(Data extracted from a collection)
__________________________________________________

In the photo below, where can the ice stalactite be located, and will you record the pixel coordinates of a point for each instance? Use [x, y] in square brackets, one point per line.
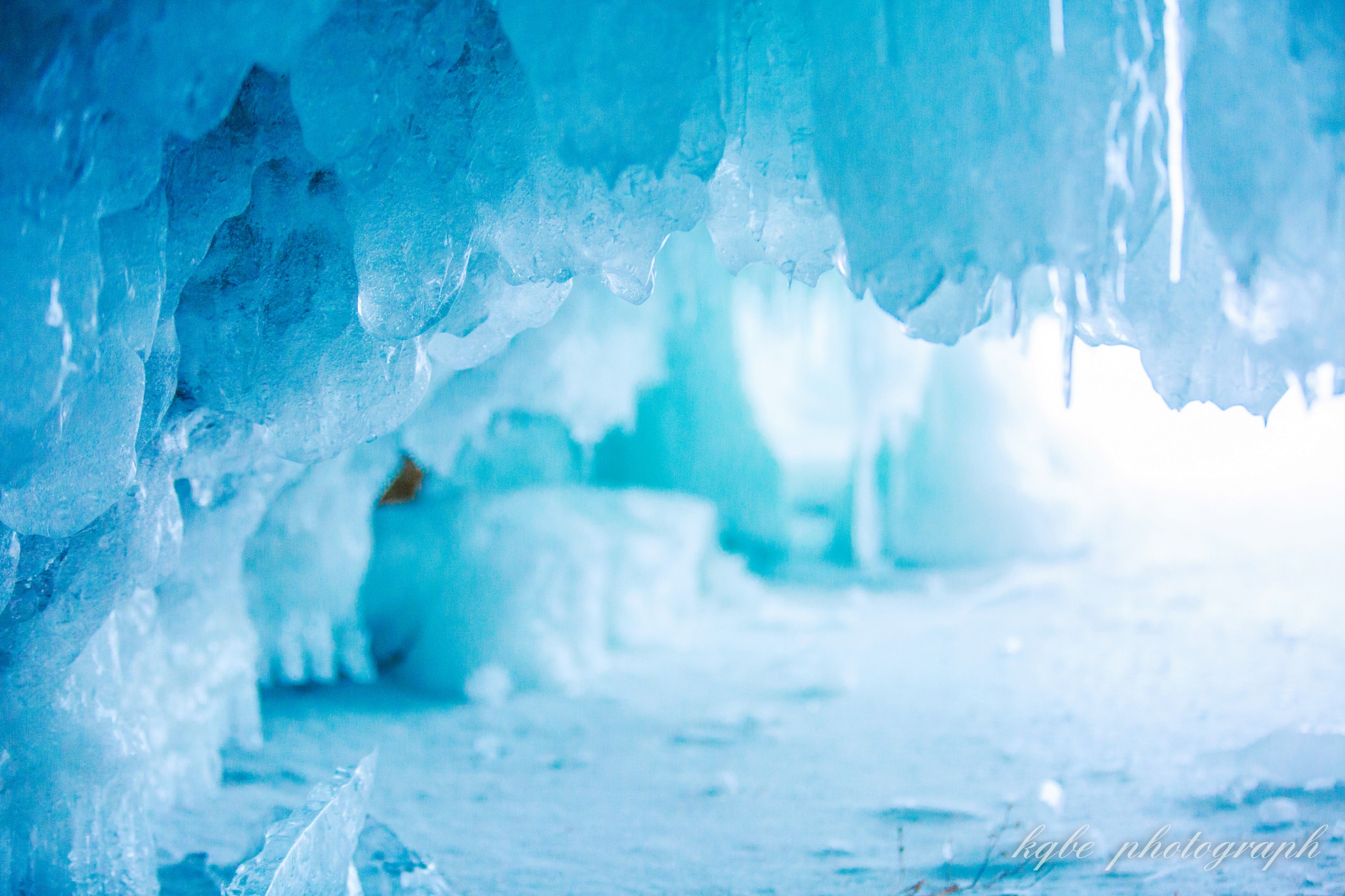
[238, 242]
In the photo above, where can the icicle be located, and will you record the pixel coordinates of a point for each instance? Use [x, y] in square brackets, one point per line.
[1057, 28]
[1172, 100]
[1069, 310]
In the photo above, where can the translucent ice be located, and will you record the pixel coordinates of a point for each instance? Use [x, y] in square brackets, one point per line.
[238, 238]
[313, 851]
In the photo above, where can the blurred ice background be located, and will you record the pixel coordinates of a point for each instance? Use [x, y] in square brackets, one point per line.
[862, 612]
[628, 441]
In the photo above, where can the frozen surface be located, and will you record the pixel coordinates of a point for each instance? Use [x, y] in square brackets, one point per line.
[785, 743]
[256, 253]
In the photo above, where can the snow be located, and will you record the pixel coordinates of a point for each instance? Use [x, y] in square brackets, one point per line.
[631, 292]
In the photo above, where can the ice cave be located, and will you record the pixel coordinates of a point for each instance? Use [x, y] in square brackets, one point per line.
[692, 448]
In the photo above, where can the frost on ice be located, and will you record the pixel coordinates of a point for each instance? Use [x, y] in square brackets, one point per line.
[259, 258]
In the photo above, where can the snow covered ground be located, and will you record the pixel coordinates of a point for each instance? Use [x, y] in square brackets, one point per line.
[831, 739]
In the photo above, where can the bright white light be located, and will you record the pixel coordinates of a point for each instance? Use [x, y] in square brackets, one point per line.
[1172, 100]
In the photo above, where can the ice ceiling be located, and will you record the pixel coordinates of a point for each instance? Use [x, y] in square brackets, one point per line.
[238, 238]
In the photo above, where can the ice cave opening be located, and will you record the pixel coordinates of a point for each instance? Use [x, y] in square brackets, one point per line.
[726, 446]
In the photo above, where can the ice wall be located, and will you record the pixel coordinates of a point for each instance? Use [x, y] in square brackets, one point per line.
[236, 233]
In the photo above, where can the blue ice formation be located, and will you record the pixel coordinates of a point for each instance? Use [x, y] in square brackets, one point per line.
[256, 255]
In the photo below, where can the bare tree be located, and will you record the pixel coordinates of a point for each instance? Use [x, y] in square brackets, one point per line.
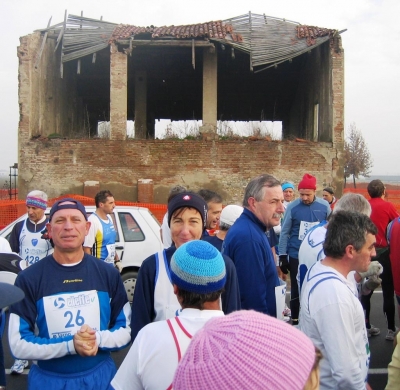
[357, 159]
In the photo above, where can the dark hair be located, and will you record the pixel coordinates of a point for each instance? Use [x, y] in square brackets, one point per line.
[376, 188]
[101, 197]
[210, 196]
[347, 228]
[256, 188]
[196, 300]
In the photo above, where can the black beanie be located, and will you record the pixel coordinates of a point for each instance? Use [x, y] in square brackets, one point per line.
[188, 199]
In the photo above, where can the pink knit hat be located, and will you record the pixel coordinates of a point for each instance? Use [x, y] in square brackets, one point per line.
[308, 182]
[246, 350]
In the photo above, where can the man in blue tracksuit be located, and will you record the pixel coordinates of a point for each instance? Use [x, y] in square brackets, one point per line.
[300, 216]
[247, 244]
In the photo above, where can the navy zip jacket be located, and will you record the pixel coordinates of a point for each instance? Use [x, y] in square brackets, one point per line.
[143, 300]
[247, 245]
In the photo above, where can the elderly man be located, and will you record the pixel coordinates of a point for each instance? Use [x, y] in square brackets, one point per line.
[247, 244]
[26, 240]
[198, 276]
[100, 241]
[229, 215]
[214, 205]
[331, 314]
[154, 298]
[300, 216]
[311, 251]
[75, 310]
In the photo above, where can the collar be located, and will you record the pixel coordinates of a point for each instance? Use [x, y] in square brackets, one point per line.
[196, 313]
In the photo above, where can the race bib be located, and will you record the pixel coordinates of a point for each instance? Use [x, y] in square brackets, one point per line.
[110, 253]
[66, 313]
[304, 228]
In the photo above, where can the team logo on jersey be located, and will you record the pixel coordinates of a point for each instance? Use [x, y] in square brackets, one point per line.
[59, 302]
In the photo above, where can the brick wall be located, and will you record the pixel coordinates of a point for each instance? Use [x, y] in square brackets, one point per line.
[62, 166]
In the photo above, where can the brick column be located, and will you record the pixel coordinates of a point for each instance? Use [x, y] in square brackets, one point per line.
[209, 91]
[337, 58]
[145, 191]
[118, 93]
[141, 105]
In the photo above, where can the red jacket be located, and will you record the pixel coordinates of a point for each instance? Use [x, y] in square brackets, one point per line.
[382, 213]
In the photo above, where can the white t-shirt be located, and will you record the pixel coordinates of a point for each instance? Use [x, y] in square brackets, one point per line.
[166, 232]
[333, 318]
[153, 358]
[4, 246]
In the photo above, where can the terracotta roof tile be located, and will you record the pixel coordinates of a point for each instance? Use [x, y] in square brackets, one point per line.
[311, 33]
[216, 29]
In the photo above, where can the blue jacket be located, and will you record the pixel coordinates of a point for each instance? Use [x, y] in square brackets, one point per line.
[296, 220]
[247, 245]
[143, 299]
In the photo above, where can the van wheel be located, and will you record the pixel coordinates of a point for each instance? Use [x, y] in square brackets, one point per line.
[129, 279]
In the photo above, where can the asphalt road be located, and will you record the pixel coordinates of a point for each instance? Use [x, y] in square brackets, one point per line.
[381, 352]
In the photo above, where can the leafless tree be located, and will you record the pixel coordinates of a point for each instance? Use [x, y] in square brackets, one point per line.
[357, 159]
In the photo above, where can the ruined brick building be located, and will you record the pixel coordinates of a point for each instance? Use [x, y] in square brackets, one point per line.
[74, 74]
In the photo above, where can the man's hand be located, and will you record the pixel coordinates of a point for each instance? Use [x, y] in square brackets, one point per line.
[284, 264]
[118, 266]
[85, 341]
[375, 268]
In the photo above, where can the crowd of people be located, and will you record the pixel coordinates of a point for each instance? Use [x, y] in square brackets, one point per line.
[207, 309]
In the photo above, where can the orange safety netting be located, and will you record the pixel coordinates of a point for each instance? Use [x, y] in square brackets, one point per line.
[392, 195]
[10, 210]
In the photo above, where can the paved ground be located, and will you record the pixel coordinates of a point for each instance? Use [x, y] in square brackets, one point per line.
[381, 352]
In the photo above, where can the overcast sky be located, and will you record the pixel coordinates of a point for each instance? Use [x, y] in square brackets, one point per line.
[371, 44]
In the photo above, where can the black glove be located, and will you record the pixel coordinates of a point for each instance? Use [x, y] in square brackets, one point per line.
[284, 264]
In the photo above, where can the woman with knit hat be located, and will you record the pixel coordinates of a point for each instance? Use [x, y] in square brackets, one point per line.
[154, 299]
[198, 275]
[248, 350]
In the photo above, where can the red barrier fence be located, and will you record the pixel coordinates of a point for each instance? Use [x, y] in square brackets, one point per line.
[10, 210]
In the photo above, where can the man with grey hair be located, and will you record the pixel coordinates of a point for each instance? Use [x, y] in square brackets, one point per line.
[331, 315]
[247, 244]
[228, 217]
[26, 240]
[311, 249]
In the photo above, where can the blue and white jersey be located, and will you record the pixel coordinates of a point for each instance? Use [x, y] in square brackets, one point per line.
[32, 247]
[311, 250]
[101, 238]
[58, 301]
[298, 220]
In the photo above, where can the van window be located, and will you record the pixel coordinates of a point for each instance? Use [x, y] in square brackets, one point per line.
[130, 228]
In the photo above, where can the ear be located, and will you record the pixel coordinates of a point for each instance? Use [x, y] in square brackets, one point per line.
[350, 250]
[48, 227]
[88, 224]
[252, 203]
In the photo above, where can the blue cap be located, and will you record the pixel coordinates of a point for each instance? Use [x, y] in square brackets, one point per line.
[61, 205]
[198, 267]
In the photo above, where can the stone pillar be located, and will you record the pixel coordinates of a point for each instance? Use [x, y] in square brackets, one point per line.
[141, 105]
[209, 91]
[91, 188]
[118, 93]
[145, 191]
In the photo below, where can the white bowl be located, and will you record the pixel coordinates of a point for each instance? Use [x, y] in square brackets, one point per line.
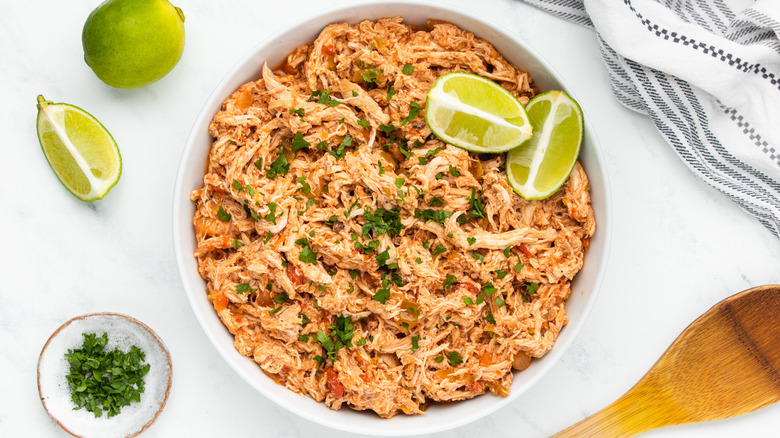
[439, 416]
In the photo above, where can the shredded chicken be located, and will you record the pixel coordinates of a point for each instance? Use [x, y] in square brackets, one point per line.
[358, 259]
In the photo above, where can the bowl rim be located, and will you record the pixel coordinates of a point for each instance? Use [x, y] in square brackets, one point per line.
[228, 353]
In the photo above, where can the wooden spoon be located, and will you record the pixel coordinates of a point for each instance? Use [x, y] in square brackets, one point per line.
[726, 363]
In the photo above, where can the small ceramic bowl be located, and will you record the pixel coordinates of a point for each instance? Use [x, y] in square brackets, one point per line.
[123, 332]
[438, 417]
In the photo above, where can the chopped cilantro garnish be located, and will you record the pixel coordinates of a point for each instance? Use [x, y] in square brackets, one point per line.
[477, 209]
[105, 380]
[280, 166]
[282, 297]
[414, 111]
[299, 142]
[449, 281]
[305, 187]
[223, 215]
[438, 250]
[243, 288]
[383, 257]
[507, 251]
[308, 256]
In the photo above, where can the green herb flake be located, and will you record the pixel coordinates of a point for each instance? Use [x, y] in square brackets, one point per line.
[299, 142]
[243, 288]
[381, 295]
[449, 281]
[307, 255]
[438, 250]
[281, 298]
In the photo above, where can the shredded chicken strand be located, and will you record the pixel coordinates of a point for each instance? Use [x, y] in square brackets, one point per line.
[358, 259]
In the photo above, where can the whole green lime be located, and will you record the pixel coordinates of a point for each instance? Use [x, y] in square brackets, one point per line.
[133, 43]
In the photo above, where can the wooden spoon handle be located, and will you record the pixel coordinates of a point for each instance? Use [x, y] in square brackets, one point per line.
[633, 413]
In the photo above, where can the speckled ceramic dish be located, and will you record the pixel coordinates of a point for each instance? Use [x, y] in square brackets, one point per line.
[123, 332]
[438, 416]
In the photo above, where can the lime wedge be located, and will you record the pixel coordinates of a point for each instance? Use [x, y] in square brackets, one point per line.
[540, 167]
[80, 151]
[476, 114]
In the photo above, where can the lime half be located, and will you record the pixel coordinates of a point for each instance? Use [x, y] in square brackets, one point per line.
[476, 114]
[80, 151]
[540, 167]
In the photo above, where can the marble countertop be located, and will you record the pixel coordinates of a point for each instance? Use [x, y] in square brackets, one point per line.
[678, 246]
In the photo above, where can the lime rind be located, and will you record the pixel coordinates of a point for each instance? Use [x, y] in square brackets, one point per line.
[538, 162]
[458, 115]
[71, 166]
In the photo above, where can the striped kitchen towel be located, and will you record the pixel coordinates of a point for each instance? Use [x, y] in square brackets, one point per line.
[707, 72]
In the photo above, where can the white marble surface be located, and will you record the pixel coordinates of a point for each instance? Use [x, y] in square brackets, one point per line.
[678, 246]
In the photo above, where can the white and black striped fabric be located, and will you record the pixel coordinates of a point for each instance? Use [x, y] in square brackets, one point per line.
[707, 72]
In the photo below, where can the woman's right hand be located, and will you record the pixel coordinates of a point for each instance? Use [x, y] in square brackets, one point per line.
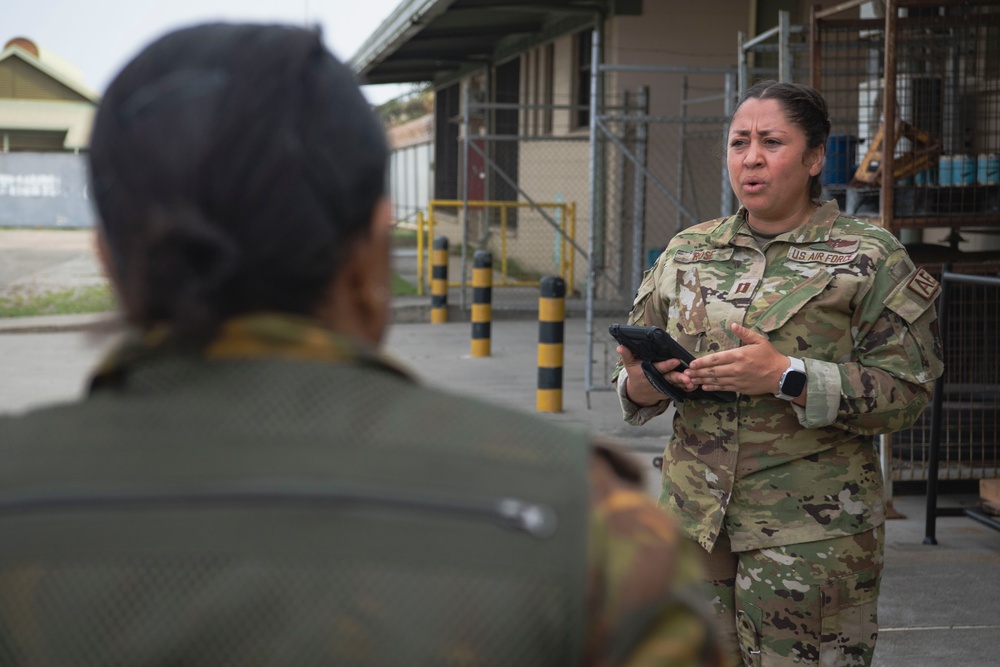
[638, 389]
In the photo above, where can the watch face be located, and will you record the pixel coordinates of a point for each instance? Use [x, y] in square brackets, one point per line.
[793, 383]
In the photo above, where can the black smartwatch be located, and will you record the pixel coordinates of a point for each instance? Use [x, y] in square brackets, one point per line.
[793, 380]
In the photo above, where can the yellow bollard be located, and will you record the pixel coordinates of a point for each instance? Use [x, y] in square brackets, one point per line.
[482, 296]
[439, 281]
[551, 320]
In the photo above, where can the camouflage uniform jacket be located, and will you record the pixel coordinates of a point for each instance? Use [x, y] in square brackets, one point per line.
[246, 413]
[841, 294]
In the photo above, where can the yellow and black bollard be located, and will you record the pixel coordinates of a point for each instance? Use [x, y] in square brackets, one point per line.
[482, 296]
[439, 281]
[551, 318]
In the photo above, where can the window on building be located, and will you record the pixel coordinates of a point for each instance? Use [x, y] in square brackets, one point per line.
[446, 111]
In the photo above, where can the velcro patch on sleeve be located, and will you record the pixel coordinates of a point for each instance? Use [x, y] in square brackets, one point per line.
[923, 285]
[914, 295]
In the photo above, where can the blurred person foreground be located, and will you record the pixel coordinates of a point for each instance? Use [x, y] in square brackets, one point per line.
[249, 478]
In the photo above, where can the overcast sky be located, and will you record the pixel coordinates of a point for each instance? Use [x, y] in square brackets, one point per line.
[100, 36]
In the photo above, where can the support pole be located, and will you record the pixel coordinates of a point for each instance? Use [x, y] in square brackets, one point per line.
[551, 326]
[439, 281]
[482, 296]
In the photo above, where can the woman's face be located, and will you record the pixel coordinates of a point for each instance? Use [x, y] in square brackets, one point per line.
[770, 165]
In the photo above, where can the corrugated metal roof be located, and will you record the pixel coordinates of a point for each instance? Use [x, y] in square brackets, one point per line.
[432, 40]
[53, 67]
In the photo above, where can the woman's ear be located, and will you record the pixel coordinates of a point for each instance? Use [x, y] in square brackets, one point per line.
[815, 160]
[358, 300]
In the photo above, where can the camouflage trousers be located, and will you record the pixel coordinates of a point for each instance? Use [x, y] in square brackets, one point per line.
[801, 604]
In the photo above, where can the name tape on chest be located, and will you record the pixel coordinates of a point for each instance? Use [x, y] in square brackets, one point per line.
[708, 255]
[820, 256]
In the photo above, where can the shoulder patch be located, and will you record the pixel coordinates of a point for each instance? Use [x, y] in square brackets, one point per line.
[913, 296]
[923, 285]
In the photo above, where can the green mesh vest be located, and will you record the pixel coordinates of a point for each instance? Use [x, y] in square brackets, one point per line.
[289, 513]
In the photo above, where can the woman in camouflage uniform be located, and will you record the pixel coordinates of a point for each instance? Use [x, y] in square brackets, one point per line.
[250, 480]
[827, 331]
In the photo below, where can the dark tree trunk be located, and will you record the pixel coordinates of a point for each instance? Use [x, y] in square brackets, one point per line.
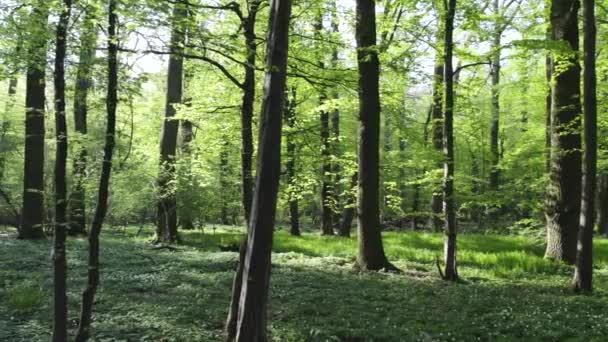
[437, 129]
[450, 271]
[583, 274]
[187, 135]
[77, 213]
[33, 172]
[60, 298]
[371, 251]
[255, 276]
[348, 214]
[335, 130]
[223, 178]
[602, 210]
[10, 103]
[247, 107]
[166, 222]
[495, 124]
[290, 165]
[88, 296]
[563, 198]
[327, 212]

__________________________________________________

Copy the final stretch of lines, starting at the one that holds "In the photo above, where can the woman's ear" and ending at the last line of the data, exactly; omit pictures.

In the photo above, where can the woman's ear be located, and will you record the pixel coordinates of a point for each instance? Use [x, y] in square brackets, one point per line.
[815, 160]
[358, 300]
In the photo above, where can the camouflage trousers be located, and will you record the pixel coordinates of a point for each instance? Use [x, y] in square brackets, one point per line.
[801, 604]
In the photo above, where can the name tape on chest be located, and will you record the pixel coordinates of a point for each instance? Use [x, y] in square brackets, one point per line.
[708, 255]
[820, 256]
In the photo above, where can the shoulder patch be located, and will you record the pixel coordinates of a point for each instance? Use [x, y] in square brackets, one point per line.
[913, 296]
[923, 285]
In the photo above, where can the green mesh vest be located, and will you record the pixel coordinates of a point for each instance? Use [x, y] in square brackets, one point per line.
[289, 513]
In the photo above, where can the woman in camouflage uniform be located, and will you record the pixel coordinates of a point for each instance? Use [x, y] in square brackets, one point per line.
[250, 480]
[827, 331]
In the photo below, where can the dark tree trunk be located, and will you record the pixel coordinates of a point for each instance? Use [x, y] in square brackets, one point per line.
[437, 129]
[450, 271]
[583, 274]
[187, 135]
[77, 213]
[33, 172]
[60, 298]
[371, 251]
[255, 276]
[348, 214]
[335, 130]
[223, 178]
[602, 210]
[10, 103]
[247, 107]
[166, 222]
[495, 124]
[290, 165]
[88, 296]
[563, 198]
[327, 212]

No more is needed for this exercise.